[Location annotation dataset excerpts]
════════════════════

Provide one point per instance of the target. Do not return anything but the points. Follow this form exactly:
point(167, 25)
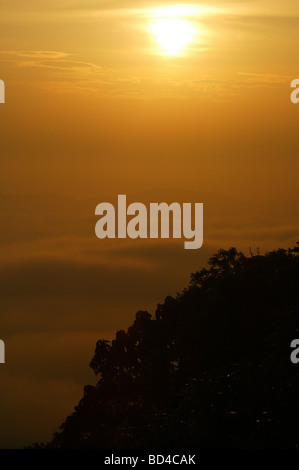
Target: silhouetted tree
point(212, 369)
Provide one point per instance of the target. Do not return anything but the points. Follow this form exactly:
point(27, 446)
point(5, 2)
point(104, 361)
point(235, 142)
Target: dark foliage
point(212, 369)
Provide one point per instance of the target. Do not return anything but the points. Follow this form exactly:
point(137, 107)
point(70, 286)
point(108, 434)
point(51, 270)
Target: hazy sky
point(95, 107)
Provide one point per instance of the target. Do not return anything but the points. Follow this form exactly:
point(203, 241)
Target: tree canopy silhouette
point(211, 369)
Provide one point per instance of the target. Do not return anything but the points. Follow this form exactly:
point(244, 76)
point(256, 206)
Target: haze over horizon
point(98, 104)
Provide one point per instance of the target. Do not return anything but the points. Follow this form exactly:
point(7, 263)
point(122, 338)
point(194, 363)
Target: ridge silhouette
point(211, 368)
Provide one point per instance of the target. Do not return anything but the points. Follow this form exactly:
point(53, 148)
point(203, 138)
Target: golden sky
point(98, 103)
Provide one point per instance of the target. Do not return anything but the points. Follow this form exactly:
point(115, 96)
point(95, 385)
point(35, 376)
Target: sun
point(173, 31)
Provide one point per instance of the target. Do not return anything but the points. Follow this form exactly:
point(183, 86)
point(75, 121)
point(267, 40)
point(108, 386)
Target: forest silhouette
point(211, 368)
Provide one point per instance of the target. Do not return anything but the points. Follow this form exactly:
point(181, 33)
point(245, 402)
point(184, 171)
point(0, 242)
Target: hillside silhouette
point(211, 368)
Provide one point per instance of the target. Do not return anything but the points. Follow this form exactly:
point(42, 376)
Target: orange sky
point(95, 108)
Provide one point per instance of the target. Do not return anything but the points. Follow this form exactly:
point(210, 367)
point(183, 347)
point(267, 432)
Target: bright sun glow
point(173, 30)
point(173, 34)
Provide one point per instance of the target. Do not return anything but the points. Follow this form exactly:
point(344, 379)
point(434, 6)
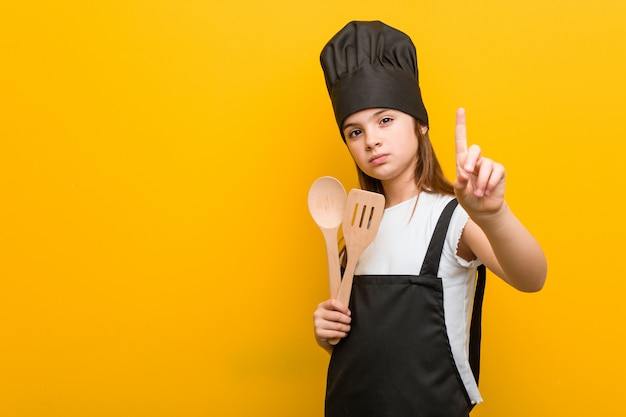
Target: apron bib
point(397, 360)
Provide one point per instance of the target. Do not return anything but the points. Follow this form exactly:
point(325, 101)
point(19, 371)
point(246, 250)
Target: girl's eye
point(354, 133)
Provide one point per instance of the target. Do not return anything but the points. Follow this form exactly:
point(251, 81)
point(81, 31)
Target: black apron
point(397, 360)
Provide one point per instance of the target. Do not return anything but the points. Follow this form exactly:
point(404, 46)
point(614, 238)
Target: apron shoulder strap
point(430, 266)
point(475, 326)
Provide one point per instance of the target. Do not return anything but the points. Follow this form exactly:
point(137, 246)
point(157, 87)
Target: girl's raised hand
point(479, 184)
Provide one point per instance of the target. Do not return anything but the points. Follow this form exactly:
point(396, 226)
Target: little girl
point(409, 340)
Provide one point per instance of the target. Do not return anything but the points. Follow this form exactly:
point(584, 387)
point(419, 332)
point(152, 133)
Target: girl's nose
point(372, 140)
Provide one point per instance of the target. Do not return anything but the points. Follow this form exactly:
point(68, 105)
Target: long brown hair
point(428, 173)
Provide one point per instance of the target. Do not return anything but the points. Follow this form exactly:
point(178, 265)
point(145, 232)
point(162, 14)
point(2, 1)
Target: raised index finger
point(460, 134)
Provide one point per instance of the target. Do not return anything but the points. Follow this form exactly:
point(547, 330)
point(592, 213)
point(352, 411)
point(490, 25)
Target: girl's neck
point(396, 193)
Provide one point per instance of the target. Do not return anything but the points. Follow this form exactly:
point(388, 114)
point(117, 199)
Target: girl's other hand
point(331, 320)
point(479, 184)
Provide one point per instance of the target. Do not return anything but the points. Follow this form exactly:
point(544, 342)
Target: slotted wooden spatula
point(364, 210)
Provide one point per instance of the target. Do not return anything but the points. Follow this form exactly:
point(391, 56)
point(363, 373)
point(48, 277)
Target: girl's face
point(383, 143)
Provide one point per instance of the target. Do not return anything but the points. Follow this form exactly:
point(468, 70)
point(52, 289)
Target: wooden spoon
point(327, 202)
point(364, 211)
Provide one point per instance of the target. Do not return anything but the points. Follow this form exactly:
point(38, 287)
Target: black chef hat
point(372, 65)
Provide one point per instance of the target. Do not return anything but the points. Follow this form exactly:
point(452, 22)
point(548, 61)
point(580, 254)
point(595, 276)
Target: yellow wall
point(156, 254)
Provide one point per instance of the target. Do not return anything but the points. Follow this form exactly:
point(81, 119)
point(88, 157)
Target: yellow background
point(156, 253)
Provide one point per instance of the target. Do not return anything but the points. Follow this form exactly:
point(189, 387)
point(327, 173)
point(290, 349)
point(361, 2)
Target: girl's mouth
point(378, 159)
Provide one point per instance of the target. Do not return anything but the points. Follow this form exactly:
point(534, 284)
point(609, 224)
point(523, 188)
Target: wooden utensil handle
point(334, 269)
point(345, 289)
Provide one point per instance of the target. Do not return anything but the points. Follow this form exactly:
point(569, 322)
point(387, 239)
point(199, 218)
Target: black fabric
point(372, 65)
point(397, 360)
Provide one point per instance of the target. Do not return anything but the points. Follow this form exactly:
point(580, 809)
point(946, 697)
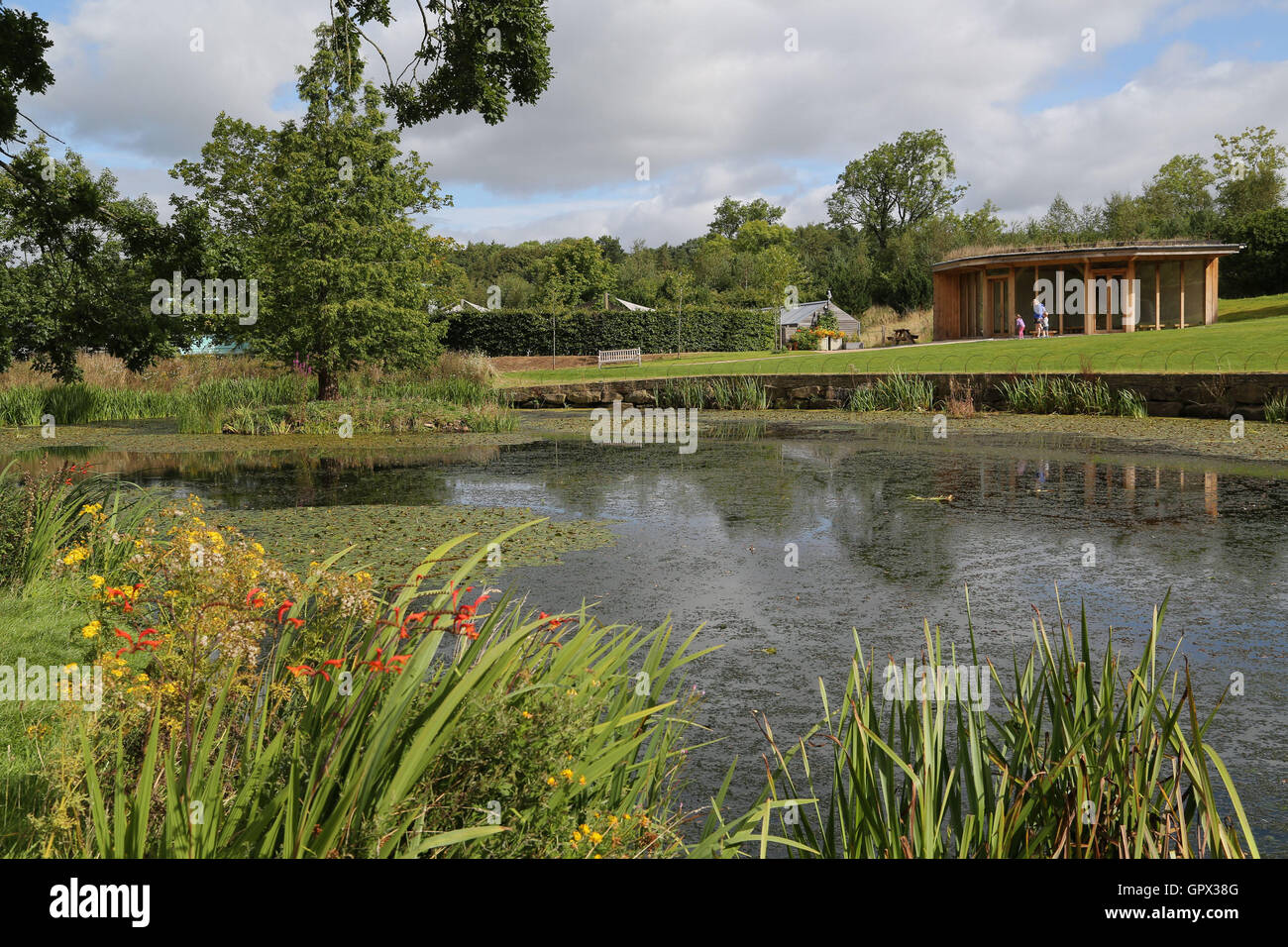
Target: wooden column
point(1158, 294)
point(1129, 326)
point(1010, 292)
point(986, 303)
point(1089, 303)
point(1059, 300)
point(1210, 296)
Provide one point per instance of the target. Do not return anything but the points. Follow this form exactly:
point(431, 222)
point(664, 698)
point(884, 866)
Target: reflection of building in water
point(1102, 484)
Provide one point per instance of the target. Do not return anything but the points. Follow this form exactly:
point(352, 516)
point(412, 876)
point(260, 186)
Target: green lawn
point(1253, 338)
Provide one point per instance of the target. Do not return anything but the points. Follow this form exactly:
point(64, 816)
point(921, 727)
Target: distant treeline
point(893, 214)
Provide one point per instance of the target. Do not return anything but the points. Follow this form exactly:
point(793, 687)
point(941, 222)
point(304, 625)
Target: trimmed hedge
point(587, 331)
point(1261, 266)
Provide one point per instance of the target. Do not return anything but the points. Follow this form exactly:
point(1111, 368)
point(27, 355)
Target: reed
point(1276, 408)
point(897, 392)
point(1048, 394)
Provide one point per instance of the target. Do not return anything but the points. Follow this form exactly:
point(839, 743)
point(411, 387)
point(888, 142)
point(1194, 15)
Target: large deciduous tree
point(897, 185)
point(326, 206)
point(480, 54)
point(1249, 171)
point(76, 265)
point(730, 215)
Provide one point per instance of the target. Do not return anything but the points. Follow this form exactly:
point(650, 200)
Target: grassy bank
point(243, 395)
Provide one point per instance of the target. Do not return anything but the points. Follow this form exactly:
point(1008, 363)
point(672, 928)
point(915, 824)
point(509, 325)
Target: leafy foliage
point(587, 331)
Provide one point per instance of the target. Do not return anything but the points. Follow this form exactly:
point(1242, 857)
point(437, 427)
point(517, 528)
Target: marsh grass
point(1276, 408)
point(1047, 394)
point(686, 392)
point(1090, 759)
point(897, 392)
point(738, 393)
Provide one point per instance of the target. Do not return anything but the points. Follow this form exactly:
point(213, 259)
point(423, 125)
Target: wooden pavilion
point(1086, 289)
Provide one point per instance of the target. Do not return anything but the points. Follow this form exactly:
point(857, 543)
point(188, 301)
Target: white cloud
point(708, 94)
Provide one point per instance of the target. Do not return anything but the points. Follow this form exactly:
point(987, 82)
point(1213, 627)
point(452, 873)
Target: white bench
point(619, 357)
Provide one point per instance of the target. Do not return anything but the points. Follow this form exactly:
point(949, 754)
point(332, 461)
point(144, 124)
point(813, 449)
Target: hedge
point(587, 331)
point(1261, 266)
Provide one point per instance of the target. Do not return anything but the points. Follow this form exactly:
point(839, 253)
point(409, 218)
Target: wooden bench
point(619, 357)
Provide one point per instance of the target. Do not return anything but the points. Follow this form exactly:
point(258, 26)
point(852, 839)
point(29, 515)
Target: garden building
point(1104, 287)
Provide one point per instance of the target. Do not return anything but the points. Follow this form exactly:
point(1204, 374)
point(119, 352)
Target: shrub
point(587, 331)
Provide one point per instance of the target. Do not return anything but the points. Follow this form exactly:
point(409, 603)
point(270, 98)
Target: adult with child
point(1039, 317)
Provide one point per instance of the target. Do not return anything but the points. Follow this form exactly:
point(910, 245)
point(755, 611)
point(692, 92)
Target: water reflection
point(889, 528)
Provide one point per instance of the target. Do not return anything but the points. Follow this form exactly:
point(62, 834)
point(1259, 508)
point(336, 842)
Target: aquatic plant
point(1078, 766)
point(1276, 408)
point(1048, 394)
point(897, 392)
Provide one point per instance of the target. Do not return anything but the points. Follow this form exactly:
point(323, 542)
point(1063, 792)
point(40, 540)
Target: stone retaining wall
point(1166, 395)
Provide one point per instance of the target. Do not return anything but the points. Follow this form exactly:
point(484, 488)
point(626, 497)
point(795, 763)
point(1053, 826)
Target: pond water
point(702, 538)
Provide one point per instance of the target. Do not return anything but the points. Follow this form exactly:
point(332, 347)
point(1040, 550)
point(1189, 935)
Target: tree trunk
point(329, 382)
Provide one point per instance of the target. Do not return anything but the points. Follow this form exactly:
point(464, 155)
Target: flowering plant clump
point(428, 718)
point(193, 603)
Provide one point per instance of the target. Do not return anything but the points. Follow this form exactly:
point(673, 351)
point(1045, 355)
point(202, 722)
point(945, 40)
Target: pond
point(889, 526)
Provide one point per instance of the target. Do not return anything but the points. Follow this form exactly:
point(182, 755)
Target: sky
point(750, 98)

════════════════════

## GIVEN PROBLEM:
Render the lines as a numbered list, starting at the first line and ending at the line that contains "point(95, 108)", with both of those lines included. Leave out any blank lines and the pictures.

## TASK OUTPUT:
1. Provide one point per instance of the target. Do not return anything but the points. Follow this form exactly:
2. point(167, 25)
3. Target: silhouetted tree
4. point(212, 369)
5. Provide one point per instance of the target. Do not return anything but the points. Follow this form exactly:
6. point(27, 446)
7. point(5, 2)
8. point(104, 361)
9. point(235, 142)
10. Target: dark foliage
11. point(212, 369)
12. Provide one point per instance of the target. Do not return anything but the points. Follow this form exactly:
13. point(137, 107)
14. point(70, 286)
15. point(108, 434)
16. point(51, 270)
17. Target: hazy sky
18. point(95, 107)
19. Provide one point per instance of the target. Do not return anything but the points. Follow this form exactly:
20. point(203, 241)
21. Target: tree canopy silhouette
22. point(211, 369)
23. Provide one point per instance of the target. Do not return anything but the points. Follow this form exactly:
24. point(244, 76)
25. point(256, 206)
26. Target: haze over horizon
27. point(98, 104)
28. Provide one point per instance of the target. Do not return anything but the points. Follow this form exactly:
29. point(7, 263)
30. point(122, 338)
31. point(194, 363)
32. Target: ridge silhouette
33. point(211, 368)
34. Provide one point per instance of the target. Do not return anything but the points. Follow this form exactly:
35. point(53, 148)
36. point(203, 138)
37. Target: golden sky
38. point(98, 103)
39. Provide one point per instance of the target. Do not return anything but the points. Follow this form exactly:
40. point(115, 96)
41. point(95, 385)
42. point(35, 376)
43. Target: sun
44. point(173, 31)
45. Provide one point per instance of the target. Do not return anything but the points. Follow this form exactly:
46. point(183, 86)
47. point(75, 121)
48. point(267, 40)
49. point(108, 386)
50. Target: forest silhouette
51. point(211, 368)
52. Provide one point per instance of the target. Do not return anything but the points. Follow this form exactly:
53. point(181, 33)
54. point(245, 402)
55. point(184, 171)
56. point(0, 242)
57. Target: hillside silhouette
58. point(211, 368)
59. Provide one point per instance of the target. Do not return anything but the points. Follow this form exactly:
60. point(42, 376)
61. Target: orange sky
62. point(95, 108)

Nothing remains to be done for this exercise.